● To do: Identify every line in the material that contains the string "jacket", and copy each of those lines. Only matches with the same capitalization count.

>> START Supplied data

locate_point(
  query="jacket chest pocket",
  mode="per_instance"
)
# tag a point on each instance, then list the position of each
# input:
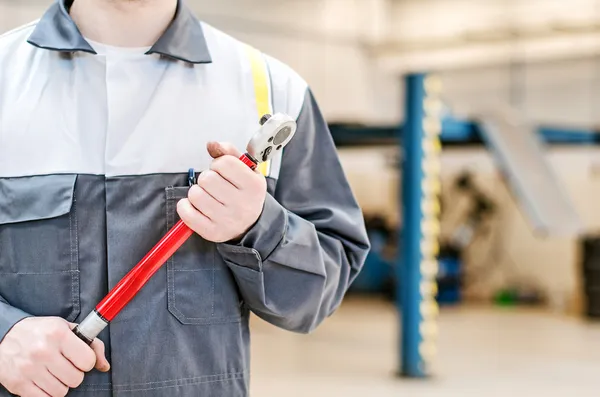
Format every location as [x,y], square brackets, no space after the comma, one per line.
[39,256]
[201,289]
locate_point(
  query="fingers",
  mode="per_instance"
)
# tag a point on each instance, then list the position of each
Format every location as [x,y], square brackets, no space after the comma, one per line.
[78,353]
[233,170]
[215,185]
[193,218]
[102,363]
[32,390]
[65,371]
[219,149]
[205,203]
[49,384]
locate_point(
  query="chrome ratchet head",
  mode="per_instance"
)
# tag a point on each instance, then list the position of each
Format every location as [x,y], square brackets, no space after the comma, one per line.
[276,132]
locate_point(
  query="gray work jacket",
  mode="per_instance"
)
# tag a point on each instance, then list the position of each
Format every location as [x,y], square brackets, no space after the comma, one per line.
[94,153]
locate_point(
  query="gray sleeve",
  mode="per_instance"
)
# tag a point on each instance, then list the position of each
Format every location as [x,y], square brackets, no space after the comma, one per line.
[295,265]
[9,316]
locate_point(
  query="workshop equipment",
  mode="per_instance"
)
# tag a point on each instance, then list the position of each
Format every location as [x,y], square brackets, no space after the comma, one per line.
[276,131]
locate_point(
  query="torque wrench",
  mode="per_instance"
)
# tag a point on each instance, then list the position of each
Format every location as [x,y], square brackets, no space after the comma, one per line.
[275,132]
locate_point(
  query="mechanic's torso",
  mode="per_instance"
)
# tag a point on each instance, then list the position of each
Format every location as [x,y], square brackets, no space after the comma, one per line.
[94,153]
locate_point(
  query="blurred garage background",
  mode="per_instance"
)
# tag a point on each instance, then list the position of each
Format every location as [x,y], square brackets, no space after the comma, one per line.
[489,285]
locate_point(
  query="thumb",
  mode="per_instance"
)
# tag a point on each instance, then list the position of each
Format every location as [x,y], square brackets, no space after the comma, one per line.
[102,363]
[218,149]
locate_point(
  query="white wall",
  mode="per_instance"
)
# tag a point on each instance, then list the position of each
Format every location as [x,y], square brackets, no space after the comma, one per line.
[565,93]
[322,39]
[521,257]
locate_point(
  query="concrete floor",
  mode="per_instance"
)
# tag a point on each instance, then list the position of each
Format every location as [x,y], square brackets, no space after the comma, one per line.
[485,352]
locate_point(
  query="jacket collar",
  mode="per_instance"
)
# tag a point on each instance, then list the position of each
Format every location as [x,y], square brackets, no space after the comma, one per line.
[183,40]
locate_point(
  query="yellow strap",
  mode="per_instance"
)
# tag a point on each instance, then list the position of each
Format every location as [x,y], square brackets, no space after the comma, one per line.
[260,76]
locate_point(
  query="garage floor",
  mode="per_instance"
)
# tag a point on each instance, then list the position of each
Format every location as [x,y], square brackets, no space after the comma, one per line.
[483,352]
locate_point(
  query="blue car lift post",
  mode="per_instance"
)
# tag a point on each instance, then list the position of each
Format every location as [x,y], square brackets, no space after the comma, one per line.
[418,267]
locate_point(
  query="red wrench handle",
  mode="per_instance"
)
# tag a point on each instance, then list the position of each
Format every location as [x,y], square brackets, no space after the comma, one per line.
[134,281]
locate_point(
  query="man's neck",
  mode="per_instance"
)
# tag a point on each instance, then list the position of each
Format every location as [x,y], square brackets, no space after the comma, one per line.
[123,23]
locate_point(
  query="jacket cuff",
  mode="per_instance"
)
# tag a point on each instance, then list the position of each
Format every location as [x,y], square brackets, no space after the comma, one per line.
[9,316]
[261,240]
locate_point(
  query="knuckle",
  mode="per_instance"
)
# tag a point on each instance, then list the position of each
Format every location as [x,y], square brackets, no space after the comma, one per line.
[40,351]
[25,368]
[75,381]
[61,391]
[56,330]
[194,193]
[16,386]
[210,177]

>> END Supplied data

● Solution:
  query="jacket chest pocket",
  query="gray work jacket",
  query="jacket collar",
  query="jacket cuff",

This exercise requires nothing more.